▸ Assigned task:
Here are some records. Repeat them all exactly.

[[ Supplied material open ]]

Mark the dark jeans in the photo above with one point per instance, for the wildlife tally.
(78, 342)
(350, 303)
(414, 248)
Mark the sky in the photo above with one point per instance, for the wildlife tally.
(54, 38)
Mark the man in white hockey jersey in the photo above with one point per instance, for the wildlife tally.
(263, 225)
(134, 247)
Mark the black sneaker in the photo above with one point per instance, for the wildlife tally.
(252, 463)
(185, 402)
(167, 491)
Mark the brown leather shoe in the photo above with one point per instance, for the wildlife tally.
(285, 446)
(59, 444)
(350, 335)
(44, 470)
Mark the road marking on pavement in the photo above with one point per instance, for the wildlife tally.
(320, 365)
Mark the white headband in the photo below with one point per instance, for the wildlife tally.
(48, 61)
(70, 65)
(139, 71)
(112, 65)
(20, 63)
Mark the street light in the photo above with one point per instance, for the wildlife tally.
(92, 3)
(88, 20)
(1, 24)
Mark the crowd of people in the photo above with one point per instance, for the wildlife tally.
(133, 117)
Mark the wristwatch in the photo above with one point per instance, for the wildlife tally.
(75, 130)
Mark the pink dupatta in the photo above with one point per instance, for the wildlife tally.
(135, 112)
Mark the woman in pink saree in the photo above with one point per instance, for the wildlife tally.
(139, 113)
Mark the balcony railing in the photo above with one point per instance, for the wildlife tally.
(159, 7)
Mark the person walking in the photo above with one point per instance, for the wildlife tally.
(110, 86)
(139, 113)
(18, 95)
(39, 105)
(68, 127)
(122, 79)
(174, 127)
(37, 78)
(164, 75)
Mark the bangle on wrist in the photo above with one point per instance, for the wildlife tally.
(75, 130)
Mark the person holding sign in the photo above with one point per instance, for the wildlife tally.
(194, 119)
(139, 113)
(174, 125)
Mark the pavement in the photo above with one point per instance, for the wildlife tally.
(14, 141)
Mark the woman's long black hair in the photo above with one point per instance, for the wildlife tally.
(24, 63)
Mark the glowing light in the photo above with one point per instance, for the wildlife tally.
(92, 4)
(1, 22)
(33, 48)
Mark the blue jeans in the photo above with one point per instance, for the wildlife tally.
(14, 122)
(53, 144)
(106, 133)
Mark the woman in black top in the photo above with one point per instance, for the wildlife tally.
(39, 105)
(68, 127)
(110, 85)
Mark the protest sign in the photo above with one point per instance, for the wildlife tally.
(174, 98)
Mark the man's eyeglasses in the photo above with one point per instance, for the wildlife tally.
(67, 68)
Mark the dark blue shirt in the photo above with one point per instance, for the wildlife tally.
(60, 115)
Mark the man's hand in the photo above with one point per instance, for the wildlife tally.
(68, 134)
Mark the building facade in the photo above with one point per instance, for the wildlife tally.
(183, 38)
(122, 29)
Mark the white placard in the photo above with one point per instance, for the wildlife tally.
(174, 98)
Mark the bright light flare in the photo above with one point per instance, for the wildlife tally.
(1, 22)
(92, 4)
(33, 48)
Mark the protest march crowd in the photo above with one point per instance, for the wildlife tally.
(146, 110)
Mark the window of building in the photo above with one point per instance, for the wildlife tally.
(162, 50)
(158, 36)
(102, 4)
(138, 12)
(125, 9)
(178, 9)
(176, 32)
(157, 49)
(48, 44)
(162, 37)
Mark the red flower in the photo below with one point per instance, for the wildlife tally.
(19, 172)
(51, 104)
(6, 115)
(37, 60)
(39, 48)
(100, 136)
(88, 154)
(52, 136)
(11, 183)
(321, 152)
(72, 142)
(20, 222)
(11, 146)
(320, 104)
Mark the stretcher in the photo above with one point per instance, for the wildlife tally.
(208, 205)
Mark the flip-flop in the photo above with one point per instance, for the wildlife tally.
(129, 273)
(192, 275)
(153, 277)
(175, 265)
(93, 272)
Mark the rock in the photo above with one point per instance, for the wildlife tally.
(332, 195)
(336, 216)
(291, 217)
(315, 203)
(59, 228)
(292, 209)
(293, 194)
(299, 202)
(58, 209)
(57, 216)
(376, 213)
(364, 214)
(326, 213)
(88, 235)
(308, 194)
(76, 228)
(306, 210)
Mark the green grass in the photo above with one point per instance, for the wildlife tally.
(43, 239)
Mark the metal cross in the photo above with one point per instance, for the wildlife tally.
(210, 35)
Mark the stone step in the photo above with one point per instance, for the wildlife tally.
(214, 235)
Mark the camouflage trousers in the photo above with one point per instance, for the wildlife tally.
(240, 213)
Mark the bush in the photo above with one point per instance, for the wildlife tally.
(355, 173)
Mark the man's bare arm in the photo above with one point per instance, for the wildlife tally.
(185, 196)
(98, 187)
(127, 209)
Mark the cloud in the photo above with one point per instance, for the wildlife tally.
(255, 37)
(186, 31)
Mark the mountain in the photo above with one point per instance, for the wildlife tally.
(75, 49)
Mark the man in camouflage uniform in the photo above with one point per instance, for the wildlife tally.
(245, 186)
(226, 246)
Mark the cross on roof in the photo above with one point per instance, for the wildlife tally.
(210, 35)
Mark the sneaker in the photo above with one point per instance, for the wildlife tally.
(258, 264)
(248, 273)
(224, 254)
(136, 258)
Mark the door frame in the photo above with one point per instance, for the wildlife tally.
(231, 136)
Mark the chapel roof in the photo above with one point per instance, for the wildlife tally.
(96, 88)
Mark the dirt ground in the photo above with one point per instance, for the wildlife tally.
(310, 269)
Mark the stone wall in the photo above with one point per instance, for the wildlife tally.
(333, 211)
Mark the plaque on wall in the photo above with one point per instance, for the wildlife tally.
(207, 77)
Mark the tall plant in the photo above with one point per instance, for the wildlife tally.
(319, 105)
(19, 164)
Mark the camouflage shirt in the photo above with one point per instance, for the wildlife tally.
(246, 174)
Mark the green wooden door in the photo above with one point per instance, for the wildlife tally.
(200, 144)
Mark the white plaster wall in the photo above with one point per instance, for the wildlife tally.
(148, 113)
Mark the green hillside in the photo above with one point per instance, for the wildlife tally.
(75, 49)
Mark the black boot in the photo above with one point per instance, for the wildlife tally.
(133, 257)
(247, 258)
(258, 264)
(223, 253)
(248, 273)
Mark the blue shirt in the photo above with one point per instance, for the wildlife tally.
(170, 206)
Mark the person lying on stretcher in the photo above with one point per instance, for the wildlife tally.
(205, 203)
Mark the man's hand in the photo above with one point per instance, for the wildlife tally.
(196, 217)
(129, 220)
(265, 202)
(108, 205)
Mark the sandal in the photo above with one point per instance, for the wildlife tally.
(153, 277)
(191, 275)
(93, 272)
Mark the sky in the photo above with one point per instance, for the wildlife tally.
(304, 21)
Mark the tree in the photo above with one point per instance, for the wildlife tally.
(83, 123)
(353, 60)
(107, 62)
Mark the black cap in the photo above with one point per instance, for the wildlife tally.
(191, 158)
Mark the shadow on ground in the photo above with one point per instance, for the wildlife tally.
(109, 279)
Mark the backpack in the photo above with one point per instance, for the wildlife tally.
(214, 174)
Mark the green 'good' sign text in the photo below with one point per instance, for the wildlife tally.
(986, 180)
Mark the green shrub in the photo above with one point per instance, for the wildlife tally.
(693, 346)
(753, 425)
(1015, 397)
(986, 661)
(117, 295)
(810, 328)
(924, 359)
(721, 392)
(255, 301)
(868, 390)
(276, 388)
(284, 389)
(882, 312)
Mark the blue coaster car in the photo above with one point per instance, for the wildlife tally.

[[ Supplied material closed ]]

▸ Exercise output:
Mark the dark jeans in the photo above with one point per instance, for the wildlife tally.
(78, 342)
(350, 303)
(414, 248)
Mark the sky in the photo above with one point per instance, for the wildlife tally.
(54, 38)
Mark the man in white hockey jersey in the photo above with one point per instance, for the wildlife tally.
(263, 225)
(134, 247)
Mark the black sneaker in the photo above with one point per instance, for the wildlife tally.
(252, 463)
(185, 402)
(167, 491)
Mark the brown leather shoe in the photo above with one point per instance, for the wildlife tally.
(285, 446)
(59, 444)
(350, 335)
(44, 470)
Mark the road marking on pavement in the photo above with one point per instance, for the wildlife tally.
(320, 365)
Mark the white headband in the photo below with one point per instance, for the wildlife tally.
(48, 61)
(70, 65)
(139, 71)
(112, 65)
(20, 63)
Mark the street light in the photo above with one point per instance, for the wildlife tally.
(92, 3)
(88, 20)
(1, 24)
Mark the crowd of people in the photo above with one point per instance, for the wildlife tally.
(133, 117)
Mark the wristwatch in the photo above with one point per instance, for the wildlife tally.
(75, 130)
Mark the pink dupatta in the photo above with one point per instance, for the wildlife tally.
(135, 112)
Mark the woman in pink saree in the photo above with one point per instance, for the wildlife tally.
(139, 113)
Mark the balcony railing in the photo above with one point per instance, for the wildlife tally.
(159, 7)
Mark the person walking in the photo above with one point per instance, for the wildlife tally.
(110, 86)
(139, 113)
(18, 95)
(39, 105)
(68, 127)
(122, 79)
(174, 127)
(37, 78)
(164, 75)
Mark the bangle on wrist in the photo above with one point per instance, for the wildlife tally.
(75, 130)
Mark the person holding sign in the photo above with one point per instance, for the wildlife tally.
(194, 119)
(139, 113)
(174, 125)
Mark the pavement in the photo above with one point per instance, for the wildlife tally.
(14, 141)
Mark the woman's long black hair in the photo above with one point per instance, for the wildlife tally.
(24, 63)
Mark the glowing light in the photo above with one point per instance, for the wildlife tally.
(92, 4)
(1, 22)
(33, 48)
Mark the blue jeans in the photo above with one point per instance, for the wildlife tally.
(14, 122)
(53, 144)
(106, 133)
Mark the woman in black top in the photo above with one point per instance, for the wildlife tally.
(39, 105)
(68, 127)
(110, 85)
Mark the protest sign in the photo above with one point per instance, for the wildlife tally.
(174, 98)
Mark the man's eyeglasses in the photo above with one point per instance, for the wildlife tally.
(67, 68)
Mark the dark blue shirt in the photo above with one point per instance, for the wildlife tally.
(60, 115)
Mark the man's hand in the photo above with one point per instance, for the wildlife tally.
(68, 134)
Mark the building facade in the photo above with one point per instance, for the wildlife tally.
(183, 38)
(122, 29)
Mark the white placard in the photo above with one point per instance, for the wildlife tally.
(174, 98)
Mark the bright light flare in the photo above with one point per instance, for the wildlife tally.
(1, 22)
(92, 4)
(33, 48)
Mark the protest march crowd in the photo above with one point per instance, for the wildlife tally.
(146, 110)
Mark the window of building in the photo above with one point per instance, for the wildlife tally.
(162, 50)
(158, 36)
(102, 4)
(138, 12)
(125, 9)
(178, 9)
(176, 32)
(157, 49)
(48, 44)
(162, 37)
Mark the red flower in the photo below with one point per instance, for the wildlife tally.
(19, 172)
(51, 104)
(6, 115)
(37, 60)
(39, 48)
(100, 136)
(88, 154)
(52, 136)
(11, 183)
(321, 152)
(72, 142)
(20, 222)
(11, 146)
(320, 104)
Mark the stretcher in the photo above with one point per instance, for the wildlife tally.
(208, 205)
Mark the flip-flop in the photo above with one point per instance, for the wildlife tally.
(129, 273)
(192, 275)
(153, 277)
(175, 265)
(93, 272)
Mark the rock in the photo above with one point per instance, for the wildlife tally.
(332, 195)
(336, 216)
(291, 217)
(315, 203)
(59, 228)
(292, 209)
(293, 194)
(299, 202)
(58, 209)
(57, 216)
(376, 213)
(364, 214)
(326, 213)
(88, 235)
(308, 194)
(76, 228)
(306, 210)
Mark the green grass in the photo above with one point per instance, for the wildlife tally.
(43, 239)
Mark the metal cross in the photo above with one point per instance, for the wildlife tally.
(210, 35)
Mark the stone step in the photo above with one point per instance, for the wildlife tally.
(214, 235)
Mark the camouflage trousers in the photo above with one point per instance, for the wildlife tally.
(240, 213)
Mark the bush in the photo above with one point per instance, for the wildlife tally.
(355, 173)
Mark the man's bare arm in the photo above with one point per instance, for the wildlife tally.
(185, 196)
(98, 187)
(127, 209)
Mark the cloud in the photo above with one point per instance, for the wildlife tally.
(255, 37)
(186, 31)
Mark the mountain in the photo above with one point per instance, for the wildlife tally.
(75, 49)
Mark the man in camouflage uniform in the photo above with one point per instance, for the wildlife tally.
(245, 186)
(226, 246)
Mark the cross on roof in the photo above with one point per instance, for the wildlife tally.
(210, 35)
Mark the sneaker in the photo above with one point per instance, for the wildlife tally.
(258, 264)
(248, 273)
(224, 254)
(136, 258)
Mark the door frame in the photo above with one point per instance, for the wildlife tally.
(231, 136)
Mark the chapel roof in the photo above with one point per instance, for the wildlife tally.
(96, 88)
Mark the dirt ground in the photo above with one point per instance, for the wildlife tally.
(310, 269)
Mark the stone wall in the photo above with one point per instance, for the wildlife tally.
(333, 211)
Mark the plaque on wall in the photo above with one point per instance, for the wildlife tally.
(207, 77)
Mark the tall plant in the photo above with one point per instance, for the wildlife tally.
(319, 105)
(19, 164)
Mark the camouflage shirt in the photo above with one point per instance, for the wildlife tally.
(246, 174)
Mark the green wooden door in the photo above with one point per instance, for the wildlife tally.
(200, 144)
Mark the white plaster wall in the photo above with one point per instance, for the wildlife tally.
(148, 113)
Mark the green hillside in the photo above with one point per instance, for the wildlife tally.
(75, 49)
Mark the black boot in the photo above with one point per instance, for the wildlife tally.
(133, 257)
(247, 258)
(258, 264)
(223, 253)
(248, 273)
Mark the blue shirt in the photo above with one point per instance, for the wildlife tally.
(170, 206)
Mark the person lying on stretcher in the photo above with one point per instance, for the wildlife tally.
(205, 203)
Mark the man's hand in the photo above with one point per instance, for the wildlife tally.
(196, 217)
(129, 220)
(265, 202)
(108, 205)
Mark the sandal in the photo above with one point per instance, for the wildlife tally.
(153, 277)
(191, 275)
(93, 272)
Mark the sky in the photo above with one point per instance, for the wildlife tally.
(304, 21)
Mark the tree in the photo above with one point per instance, for the wildlife tally.
(83, 123)
(353, 60)
(107, 62)
Mark the black cap in the photo above with one point per instance, for the wildlife tally.
(191, 158)
Mark the shadow on ground in the photo above with one point per instance, for the wildlife tally.
(109, 279)
Mark the backpack in the photo above with one point per instance, for the wildlife tally.
(214, 174)
Mark the green 'good' sign text in the photo below with one point per instance, for the wildlife tally.
(986, 180)
Mark the green shrub in the photo above with one point per instance, for the wildlife tally.
(693, 346)
(753, 425)
(1015, 397)
(986, 661)
(117, 295)
(810, 328)
(924, 359)
(721, 392)
(255, 301)
(868, 390)
(276, 388)
(284, 389)
(882, 312)
Mark the blue coaster car in the photo above with one point per instance, for the wildlife tally.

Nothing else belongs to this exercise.